— START GIVEN ENTRIES —
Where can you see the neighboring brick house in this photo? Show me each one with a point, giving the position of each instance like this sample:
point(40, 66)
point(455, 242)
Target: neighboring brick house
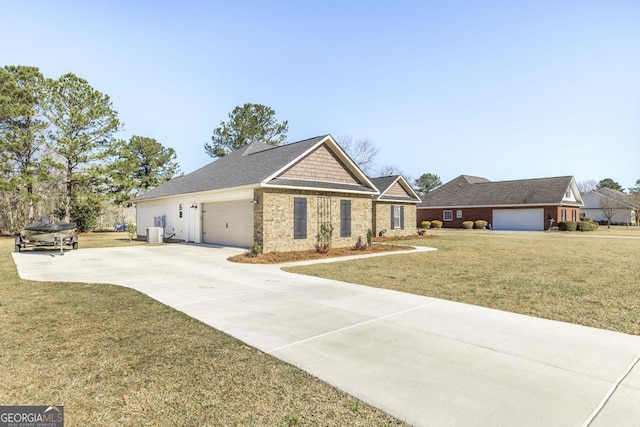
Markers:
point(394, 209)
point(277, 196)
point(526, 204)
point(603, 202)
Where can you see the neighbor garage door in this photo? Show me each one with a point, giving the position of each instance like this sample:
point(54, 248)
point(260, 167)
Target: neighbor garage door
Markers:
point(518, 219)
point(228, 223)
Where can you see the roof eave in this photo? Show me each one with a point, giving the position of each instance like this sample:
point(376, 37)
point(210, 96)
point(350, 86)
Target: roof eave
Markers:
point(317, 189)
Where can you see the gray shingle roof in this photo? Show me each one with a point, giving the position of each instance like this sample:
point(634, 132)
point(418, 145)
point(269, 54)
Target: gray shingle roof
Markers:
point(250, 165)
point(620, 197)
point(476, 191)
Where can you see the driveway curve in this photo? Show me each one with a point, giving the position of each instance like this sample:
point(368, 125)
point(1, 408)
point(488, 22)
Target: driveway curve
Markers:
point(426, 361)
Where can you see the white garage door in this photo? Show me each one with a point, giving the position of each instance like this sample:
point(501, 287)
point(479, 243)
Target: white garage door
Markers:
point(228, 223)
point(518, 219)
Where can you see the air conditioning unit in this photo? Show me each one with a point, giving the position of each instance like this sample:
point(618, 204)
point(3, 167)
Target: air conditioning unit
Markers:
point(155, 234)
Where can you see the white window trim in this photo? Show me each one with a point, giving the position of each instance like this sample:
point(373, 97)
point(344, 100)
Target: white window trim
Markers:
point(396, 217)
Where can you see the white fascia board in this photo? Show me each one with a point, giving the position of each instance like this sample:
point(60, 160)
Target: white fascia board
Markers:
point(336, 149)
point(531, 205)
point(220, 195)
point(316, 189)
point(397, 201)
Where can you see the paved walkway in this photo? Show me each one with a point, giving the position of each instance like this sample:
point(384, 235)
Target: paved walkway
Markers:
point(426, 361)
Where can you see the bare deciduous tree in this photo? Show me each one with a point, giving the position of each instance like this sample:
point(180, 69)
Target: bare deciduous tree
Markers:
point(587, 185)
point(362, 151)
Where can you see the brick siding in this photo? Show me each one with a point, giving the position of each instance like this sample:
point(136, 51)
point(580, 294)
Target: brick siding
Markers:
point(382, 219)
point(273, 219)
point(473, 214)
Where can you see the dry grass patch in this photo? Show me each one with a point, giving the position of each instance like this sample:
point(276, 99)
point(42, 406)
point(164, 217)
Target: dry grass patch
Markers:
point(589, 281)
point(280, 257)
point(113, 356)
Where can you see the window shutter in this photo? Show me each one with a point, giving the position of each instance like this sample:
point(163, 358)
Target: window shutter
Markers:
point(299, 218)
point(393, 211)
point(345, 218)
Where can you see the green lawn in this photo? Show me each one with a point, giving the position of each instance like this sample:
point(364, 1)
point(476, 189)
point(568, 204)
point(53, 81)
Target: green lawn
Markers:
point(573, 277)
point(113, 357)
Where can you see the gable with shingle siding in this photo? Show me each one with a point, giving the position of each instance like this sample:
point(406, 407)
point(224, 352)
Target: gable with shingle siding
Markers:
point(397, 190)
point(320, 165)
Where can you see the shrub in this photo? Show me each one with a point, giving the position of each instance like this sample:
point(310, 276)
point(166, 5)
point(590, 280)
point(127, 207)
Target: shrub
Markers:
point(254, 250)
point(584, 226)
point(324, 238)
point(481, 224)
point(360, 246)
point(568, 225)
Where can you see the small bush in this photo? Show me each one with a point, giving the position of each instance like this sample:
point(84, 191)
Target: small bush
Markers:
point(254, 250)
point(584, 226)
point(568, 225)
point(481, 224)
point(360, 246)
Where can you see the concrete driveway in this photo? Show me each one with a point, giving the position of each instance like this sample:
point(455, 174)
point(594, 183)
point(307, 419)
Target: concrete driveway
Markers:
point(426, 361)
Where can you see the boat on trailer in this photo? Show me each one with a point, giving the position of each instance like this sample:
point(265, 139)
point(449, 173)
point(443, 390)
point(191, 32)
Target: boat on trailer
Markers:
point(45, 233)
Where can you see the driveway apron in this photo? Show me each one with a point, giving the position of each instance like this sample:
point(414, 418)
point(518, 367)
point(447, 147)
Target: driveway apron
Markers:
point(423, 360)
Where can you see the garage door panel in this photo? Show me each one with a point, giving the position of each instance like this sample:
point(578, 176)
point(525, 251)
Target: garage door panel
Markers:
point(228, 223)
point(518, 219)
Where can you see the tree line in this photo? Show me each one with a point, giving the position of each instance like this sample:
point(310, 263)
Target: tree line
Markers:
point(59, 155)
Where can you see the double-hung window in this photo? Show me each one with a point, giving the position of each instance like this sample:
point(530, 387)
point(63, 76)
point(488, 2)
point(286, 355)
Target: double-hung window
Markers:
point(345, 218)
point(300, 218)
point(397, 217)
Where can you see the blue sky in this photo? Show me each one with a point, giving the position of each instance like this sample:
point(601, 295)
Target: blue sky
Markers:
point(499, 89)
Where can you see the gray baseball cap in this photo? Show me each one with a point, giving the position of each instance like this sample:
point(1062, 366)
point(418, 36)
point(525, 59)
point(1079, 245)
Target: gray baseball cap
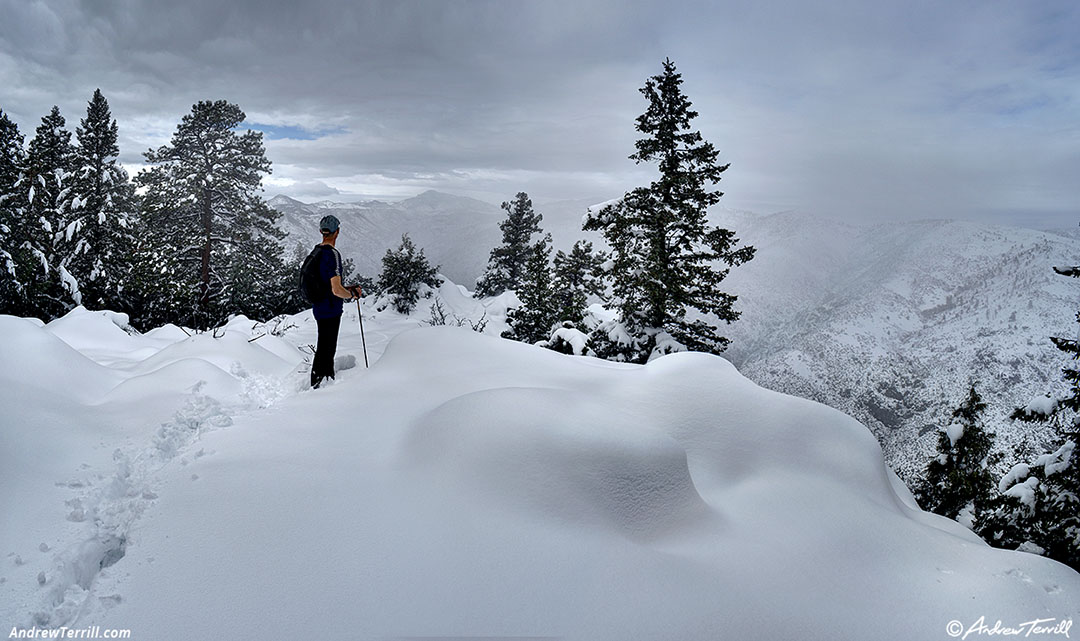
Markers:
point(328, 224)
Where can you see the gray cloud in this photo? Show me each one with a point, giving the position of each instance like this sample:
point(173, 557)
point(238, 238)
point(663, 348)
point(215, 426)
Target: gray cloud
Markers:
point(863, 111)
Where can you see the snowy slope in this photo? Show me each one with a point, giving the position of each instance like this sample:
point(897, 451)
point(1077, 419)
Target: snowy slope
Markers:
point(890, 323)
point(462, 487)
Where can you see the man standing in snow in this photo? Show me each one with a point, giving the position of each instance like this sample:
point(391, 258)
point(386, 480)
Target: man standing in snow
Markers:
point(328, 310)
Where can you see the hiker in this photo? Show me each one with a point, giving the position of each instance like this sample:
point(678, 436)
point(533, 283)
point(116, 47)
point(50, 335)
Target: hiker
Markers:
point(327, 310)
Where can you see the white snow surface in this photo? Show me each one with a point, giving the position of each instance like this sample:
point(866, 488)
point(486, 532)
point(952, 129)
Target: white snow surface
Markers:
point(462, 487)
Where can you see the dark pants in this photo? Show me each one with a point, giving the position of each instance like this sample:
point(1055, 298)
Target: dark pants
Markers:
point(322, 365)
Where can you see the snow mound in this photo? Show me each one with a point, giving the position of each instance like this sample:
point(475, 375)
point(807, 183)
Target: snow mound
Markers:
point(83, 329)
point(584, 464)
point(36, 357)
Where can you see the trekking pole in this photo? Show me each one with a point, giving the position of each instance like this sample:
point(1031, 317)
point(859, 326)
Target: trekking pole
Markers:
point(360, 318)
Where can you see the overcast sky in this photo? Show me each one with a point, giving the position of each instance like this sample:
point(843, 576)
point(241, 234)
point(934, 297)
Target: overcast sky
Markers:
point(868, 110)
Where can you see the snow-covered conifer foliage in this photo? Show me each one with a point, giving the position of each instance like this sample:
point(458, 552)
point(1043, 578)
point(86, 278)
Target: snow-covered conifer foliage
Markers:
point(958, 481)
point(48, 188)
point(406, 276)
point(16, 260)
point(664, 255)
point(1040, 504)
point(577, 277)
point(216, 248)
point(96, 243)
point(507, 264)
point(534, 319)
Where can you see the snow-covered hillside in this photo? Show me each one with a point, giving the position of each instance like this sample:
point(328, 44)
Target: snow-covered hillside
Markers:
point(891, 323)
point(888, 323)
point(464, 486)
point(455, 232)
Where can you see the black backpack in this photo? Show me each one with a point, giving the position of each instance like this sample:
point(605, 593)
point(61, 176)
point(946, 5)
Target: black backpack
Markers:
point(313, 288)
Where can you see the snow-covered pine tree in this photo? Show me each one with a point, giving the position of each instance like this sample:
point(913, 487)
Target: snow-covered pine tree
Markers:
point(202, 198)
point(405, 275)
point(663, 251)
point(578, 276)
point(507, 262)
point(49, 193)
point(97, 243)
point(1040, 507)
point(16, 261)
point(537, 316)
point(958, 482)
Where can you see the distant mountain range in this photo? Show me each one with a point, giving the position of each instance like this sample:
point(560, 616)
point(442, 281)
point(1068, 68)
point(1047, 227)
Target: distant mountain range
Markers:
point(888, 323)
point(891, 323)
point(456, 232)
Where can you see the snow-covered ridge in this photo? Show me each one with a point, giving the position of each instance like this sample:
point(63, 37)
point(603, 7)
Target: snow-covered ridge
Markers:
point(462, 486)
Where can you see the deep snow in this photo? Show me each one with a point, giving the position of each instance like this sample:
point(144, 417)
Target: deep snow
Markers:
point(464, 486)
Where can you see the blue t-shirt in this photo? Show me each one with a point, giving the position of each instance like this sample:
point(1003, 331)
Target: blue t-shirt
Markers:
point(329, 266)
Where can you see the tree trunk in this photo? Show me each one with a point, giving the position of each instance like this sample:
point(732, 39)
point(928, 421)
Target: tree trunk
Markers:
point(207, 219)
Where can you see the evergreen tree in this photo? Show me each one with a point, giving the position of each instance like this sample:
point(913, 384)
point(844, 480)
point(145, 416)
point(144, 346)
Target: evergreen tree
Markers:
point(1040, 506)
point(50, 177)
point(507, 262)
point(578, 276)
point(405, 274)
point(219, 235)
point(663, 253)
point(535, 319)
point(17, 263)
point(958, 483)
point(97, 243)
— END GIVEN ENTRIES —
— START GIVEN ENTRIES —
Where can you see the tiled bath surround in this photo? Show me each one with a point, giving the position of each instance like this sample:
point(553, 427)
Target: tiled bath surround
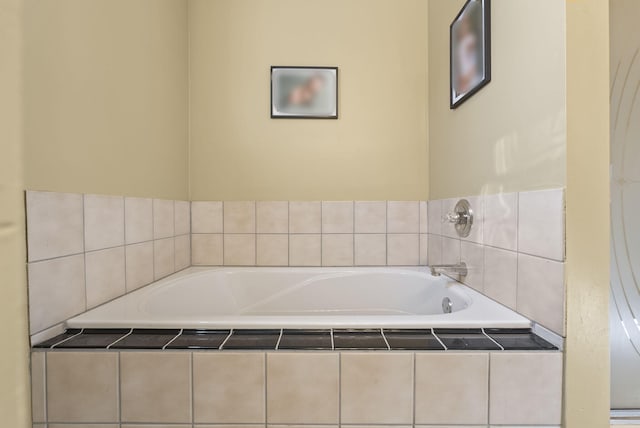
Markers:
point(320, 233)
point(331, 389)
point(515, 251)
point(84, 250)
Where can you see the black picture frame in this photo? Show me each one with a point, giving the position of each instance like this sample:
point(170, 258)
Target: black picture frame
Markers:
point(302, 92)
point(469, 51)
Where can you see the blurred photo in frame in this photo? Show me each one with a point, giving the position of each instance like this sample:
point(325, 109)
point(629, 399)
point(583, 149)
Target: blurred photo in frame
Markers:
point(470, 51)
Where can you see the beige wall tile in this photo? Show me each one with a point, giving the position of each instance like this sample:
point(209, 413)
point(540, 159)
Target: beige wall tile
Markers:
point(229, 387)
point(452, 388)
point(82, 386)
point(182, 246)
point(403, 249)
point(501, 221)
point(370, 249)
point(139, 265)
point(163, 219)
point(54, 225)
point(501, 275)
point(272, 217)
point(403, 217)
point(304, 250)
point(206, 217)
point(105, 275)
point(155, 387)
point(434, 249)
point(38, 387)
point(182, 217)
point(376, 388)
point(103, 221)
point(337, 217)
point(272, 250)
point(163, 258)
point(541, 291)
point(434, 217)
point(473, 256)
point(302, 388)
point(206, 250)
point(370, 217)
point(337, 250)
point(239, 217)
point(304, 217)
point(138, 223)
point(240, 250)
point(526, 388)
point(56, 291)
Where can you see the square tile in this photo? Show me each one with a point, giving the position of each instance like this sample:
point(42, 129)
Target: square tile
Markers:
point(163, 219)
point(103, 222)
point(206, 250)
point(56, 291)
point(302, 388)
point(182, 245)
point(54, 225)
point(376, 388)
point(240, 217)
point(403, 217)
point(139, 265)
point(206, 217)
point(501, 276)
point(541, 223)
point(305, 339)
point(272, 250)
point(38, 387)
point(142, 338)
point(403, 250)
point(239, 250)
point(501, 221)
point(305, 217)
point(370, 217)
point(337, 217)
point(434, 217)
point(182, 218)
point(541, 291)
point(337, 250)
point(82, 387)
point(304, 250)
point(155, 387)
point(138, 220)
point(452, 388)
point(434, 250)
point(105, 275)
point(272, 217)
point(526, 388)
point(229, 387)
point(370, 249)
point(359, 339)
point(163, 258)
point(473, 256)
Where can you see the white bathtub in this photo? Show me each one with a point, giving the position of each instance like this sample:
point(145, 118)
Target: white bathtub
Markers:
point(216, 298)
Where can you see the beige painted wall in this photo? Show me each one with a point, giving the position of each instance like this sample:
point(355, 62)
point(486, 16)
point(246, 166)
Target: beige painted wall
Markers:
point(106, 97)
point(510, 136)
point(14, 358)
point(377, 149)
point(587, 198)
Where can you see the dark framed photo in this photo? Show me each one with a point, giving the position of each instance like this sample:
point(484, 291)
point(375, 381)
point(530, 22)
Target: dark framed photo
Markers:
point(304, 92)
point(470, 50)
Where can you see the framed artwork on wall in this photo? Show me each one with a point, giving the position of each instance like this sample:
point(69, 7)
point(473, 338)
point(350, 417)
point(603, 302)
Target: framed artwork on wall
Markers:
— END GIVEN ENTRIES —
— START GIVEN ENTRIES —
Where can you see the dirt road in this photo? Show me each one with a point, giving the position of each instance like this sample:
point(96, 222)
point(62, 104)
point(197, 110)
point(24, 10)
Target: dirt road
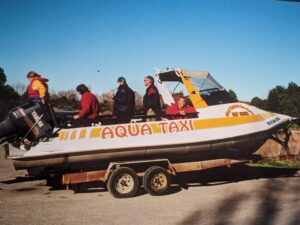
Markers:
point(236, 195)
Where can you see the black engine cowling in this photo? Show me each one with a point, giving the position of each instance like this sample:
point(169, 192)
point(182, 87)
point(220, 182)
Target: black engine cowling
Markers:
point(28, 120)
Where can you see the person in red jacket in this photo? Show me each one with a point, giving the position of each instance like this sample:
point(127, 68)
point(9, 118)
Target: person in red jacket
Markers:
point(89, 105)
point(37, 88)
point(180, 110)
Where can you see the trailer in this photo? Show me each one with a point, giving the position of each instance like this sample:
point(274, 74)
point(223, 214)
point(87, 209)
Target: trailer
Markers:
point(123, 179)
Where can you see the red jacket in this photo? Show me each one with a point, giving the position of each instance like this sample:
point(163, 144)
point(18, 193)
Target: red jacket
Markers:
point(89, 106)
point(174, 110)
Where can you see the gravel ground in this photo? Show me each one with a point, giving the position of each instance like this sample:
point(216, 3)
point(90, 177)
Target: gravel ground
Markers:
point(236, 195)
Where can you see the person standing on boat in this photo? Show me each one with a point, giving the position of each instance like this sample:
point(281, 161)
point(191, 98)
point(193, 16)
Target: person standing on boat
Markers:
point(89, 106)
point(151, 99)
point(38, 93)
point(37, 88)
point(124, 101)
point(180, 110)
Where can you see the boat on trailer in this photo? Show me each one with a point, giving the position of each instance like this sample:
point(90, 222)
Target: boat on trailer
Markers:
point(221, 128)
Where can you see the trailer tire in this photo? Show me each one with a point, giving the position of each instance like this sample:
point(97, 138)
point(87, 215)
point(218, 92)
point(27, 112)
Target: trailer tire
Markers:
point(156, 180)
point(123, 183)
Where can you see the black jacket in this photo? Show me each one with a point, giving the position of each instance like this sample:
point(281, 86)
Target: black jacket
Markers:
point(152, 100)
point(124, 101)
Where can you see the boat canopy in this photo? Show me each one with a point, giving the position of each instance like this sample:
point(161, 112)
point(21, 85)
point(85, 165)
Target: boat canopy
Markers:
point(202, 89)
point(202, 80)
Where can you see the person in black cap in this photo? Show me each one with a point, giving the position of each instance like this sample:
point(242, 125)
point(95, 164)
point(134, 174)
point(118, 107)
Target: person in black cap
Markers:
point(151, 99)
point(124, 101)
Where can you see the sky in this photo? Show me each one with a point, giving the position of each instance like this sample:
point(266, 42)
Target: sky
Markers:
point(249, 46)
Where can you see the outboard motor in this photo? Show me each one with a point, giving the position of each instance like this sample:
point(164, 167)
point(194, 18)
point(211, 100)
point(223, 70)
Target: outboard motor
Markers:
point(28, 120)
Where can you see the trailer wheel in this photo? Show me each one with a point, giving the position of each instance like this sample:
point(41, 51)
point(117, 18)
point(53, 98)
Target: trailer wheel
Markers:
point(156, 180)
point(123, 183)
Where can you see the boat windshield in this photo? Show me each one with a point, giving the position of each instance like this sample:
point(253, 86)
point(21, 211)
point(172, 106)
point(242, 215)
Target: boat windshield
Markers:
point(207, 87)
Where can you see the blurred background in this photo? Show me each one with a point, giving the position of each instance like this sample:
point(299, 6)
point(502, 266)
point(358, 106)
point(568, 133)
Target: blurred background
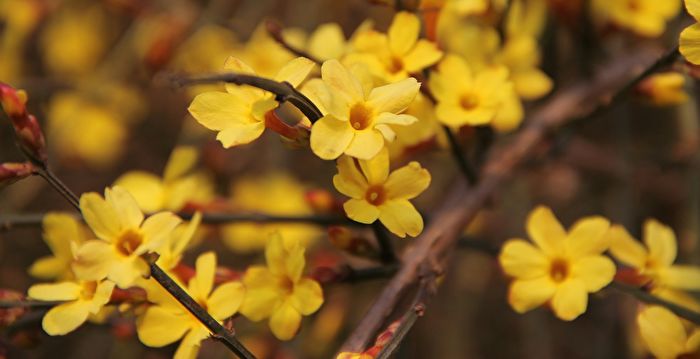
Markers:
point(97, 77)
— END GIVEN ENTRIES —
TASK DETAILS
Quote verbatim everything in the listing from the line containing "Where can you see the blurred background" down to the line containing "point(97, 77)", both lines included, and leave out the picture.

SOLUTION FOR THIS TASK
Where can you see the blurred background in this photo? Show me each one with a point, giving the position of each instance like this sample:
point(299, 6)
point(502, 266)
point(358, 106)
point(568, 133)
Target: blurred background
Markers:
point(97, 77)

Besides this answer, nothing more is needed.